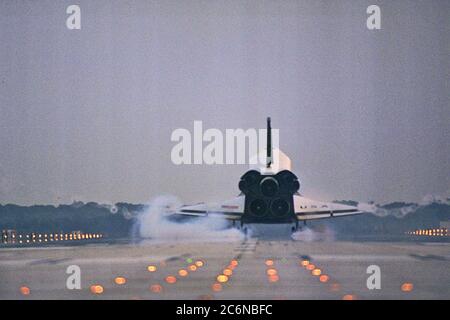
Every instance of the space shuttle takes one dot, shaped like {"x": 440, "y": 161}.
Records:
{"x": 269, "y": 194}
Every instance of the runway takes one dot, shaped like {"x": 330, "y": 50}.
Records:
{"x": 244, "y": 269}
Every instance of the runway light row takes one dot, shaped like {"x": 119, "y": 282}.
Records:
{"x": 225, "y": 276}
{"x": 11, "y": 237}
{"x": 439, "y": 232}
{"x": 324, "y": 278}
{"x": 172, "y": 279}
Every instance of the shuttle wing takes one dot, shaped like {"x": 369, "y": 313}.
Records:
{"x": 307, "y": 209}
{"x": 231, "y": 210}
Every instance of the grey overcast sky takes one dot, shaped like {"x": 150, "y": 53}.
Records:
{"x": 87, "y": 114}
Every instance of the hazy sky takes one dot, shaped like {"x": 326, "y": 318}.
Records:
{"x": 87, "y": 114}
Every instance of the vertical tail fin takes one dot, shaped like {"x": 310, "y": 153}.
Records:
{"x": 269, "y": 144}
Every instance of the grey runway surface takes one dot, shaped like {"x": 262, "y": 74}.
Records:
{"x": 260, "y": 269}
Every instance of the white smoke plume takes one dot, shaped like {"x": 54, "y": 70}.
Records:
{"x": 310, "y": 235}
{"x": 154, "y": 224}
{"x": 402, "y": 212}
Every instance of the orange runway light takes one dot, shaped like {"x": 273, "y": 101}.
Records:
{"x": 273, "y": 278}
{"x": 171, "y": 279}
{"x": 199, "y": 263}
{"x": 222, "y": 278}
{"x": 156, "y": 288}
{"x": 227, "y": 272}
{"x": 316, "y": 272}
{"x": 192, "y": 267}
{"x": 335, "y": 287}
{"x": 120, "y": 280}
{"x": 216, "y": 287}
{"x": 25, "y": 290}
{"x": 269, "y": 262}
{"x": 151, "y": 268}
{"x": 271, "y": 272}
{"x": 183, "y": 273}
{"x": 407, "y": 287}
{"x": 96, "y": 289}
{"x": 324, "y": 278}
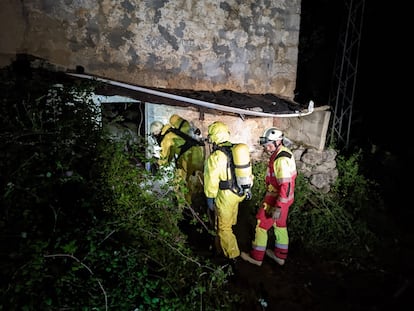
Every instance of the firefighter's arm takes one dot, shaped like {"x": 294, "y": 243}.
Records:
{"x": 211, "y": 176}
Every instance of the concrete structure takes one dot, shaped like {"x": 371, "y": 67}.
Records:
{"x": 246, "y": 46}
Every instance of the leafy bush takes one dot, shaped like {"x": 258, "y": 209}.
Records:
{"x": 334, "y": 225}
{"x": 81, "y": 227}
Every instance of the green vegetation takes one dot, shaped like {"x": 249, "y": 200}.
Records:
{"x": 81, "y": 228}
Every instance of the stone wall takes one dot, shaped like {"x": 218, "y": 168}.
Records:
{"x": 317, "y": 166}
{"x": 247, "y": 46}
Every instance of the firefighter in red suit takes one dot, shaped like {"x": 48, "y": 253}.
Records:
{"x": 280, "y": 187}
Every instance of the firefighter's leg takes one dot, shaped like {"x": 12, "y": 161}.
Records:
{"x": 225, "y": 217}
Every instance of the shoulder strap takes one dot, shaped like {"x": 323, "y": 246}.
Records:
{"x": 283, "y": 153}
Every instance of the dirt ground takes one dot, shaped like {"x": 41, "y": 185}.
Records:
{"x": 309, "y": 283}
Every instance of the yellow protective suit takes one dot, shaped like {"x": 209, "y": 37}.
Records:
{"x": 189, "y": 165}
{"x": 226, "y": 201}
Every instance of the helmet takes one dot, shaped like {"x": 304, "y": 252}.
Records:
{"x": 218, "y": 132}
{"x": 271, "y": 134}
{"x": 156, "y": 127}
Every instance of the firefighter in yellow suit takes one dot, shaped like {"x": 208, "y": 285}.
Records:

____

GOAL: Replace every "runway" with "airstrip" throughout the listing above, changing nothing else, and leave out the picture lines.

FINISHED EXERCISE:
Every instance of the space shuttle takes one dot, shaped like {"x": 440, "y": 161}.
Records:
{"x": 269, "y": 194}
Every instance of the airstrip takes one dot, shaped like {"x": 330, "y": 50}.
Records:
{"x": 244, "y": 269}
Every instance of the airstrip light row takes one dot, shaped like {"x": 119, "y": 282}.
Records:
{"x": 225, "y": 276}
{"x": 11, "y": 237}
{"x": 439, "y": 232}
{"x": 324, "y": 278}
{"x": 172, "y": 279}
Every instance of the shuttle wing takes one dot, shaped like {"x": 369, "y": 313}.
Records:
{"x": 307, "y": 209}
{"x": 231, "y": 210}
Every instance of the grey overcast sky takes one dot, shaped like {"x": 150, "y": 53}.
Records:
{"x": 87, "y": 114}
Every instance of the hazy sky takes one dot, shaped like {"x": 326, "y": 318}.
Records:
{"x": 87, "y": 114}
Every instance of the vertical tail fin takes one dot, shaped like {"x": 310, "y": 153}.
Records:
{"x": 269, "y": 144}
Every instance of the grey airstrip surface takes one dot, shaped like {"x": 262, "y": 74}.
Records:
{"x": 260, "y": 269}
Every instance of the white smoke plume takes one dot, shaped like {"x": 54, "y": 70}.
Records:
{"x": 310, "y": 235}
{"x": 154, "y": 224}
{"x": 402, "y": 212}
Every instance of the orange airstrip light takes one dot, shaped like {"x": 273, "y": 101}.
Records:
{"x": 273, "y": 278}
{"x": 171, "y": 279}
{"x": 199, "y": 263}
{"x": 222, "y": 278}
{"x": 156, "y": 288}
{"x": 227, "y": 272}
{"x": 316, "y": 272}
{"x": 192, "y": 267}
{"x": 335, "y": 287}
{"x": 120, "y": 280}
{"x": 216, "y": 287}
{"x": 25, "y": 290}
{"x": 269, "y": 262}
{"x": 151, "y": 268}
{"x": 271, "y": 272}
{"x": 183, "y": 273}
{"x": 407, "y": 287}
{"x": 96, "y": 289}
{"x": 324, "y": 278}
Every instance of the firefighter's arm takes one dot, shaped like {"x": 294, "y": 243}.
Records:
{"x": 211, "y": 176}
Every instance of the concrete structure takes one dot, shaped like {"x": 371, "y": 67}.
Records:
{"x": 246, "y": 46}
Every instance of the leafy bush takes one dot, shaped like {"x": 258, "y": 209}.
Records:
{"x": 334, "y": 225}
{"x": 81, "y": 227}
Every instance of the green vegetation takes one dot, shaped like {"x": 249, "y": 200}.
Records:
{"x": 81, "y": 228}
Every instance of the stone wall takes one dot, shaped like {"x": 218, "y": 168}.
Records:
{"x": 317, "y": 166}
{"x": 247, "y": 46}
Every instance of the firefighter in red suit takes one dot, shaped like {"x": 48, "y": 253}.
Records:
{"x": 280, "y": 187}
Every instance of the firefighter's leg takes one dot, shaped like {"x": 12, "y": 161}.
Records:
{"x": 225, "y": 217}
Every instance of the shoulder strap takes one dot, shaped like {"x": 323, "y": 246}.
Records:
{"x": 283, "y": 153}
Every instance of the dirt ground takes one dot, shaped like {"x": 41, "y": 185}.
Records:
{"x": 309, "y": 283}
Every instance of the yellow protective suit takes one dot, shaped like {"x": 209, "y": 37}.
Records:
{"x": 189, "y": 165}
{"x": 226, "y": 201}
Every instance of the helmet takes one dot, shaped like {"x": 304, "y": 252}.
Records:
{"x": 218, "y": 132}
{"x": 271, "y": 134}
{"x": 156, "y": 127}
Every instance of the firefighter in yellow suit takes one dot, shaped like {"x": 208, "y": 285}.
Records:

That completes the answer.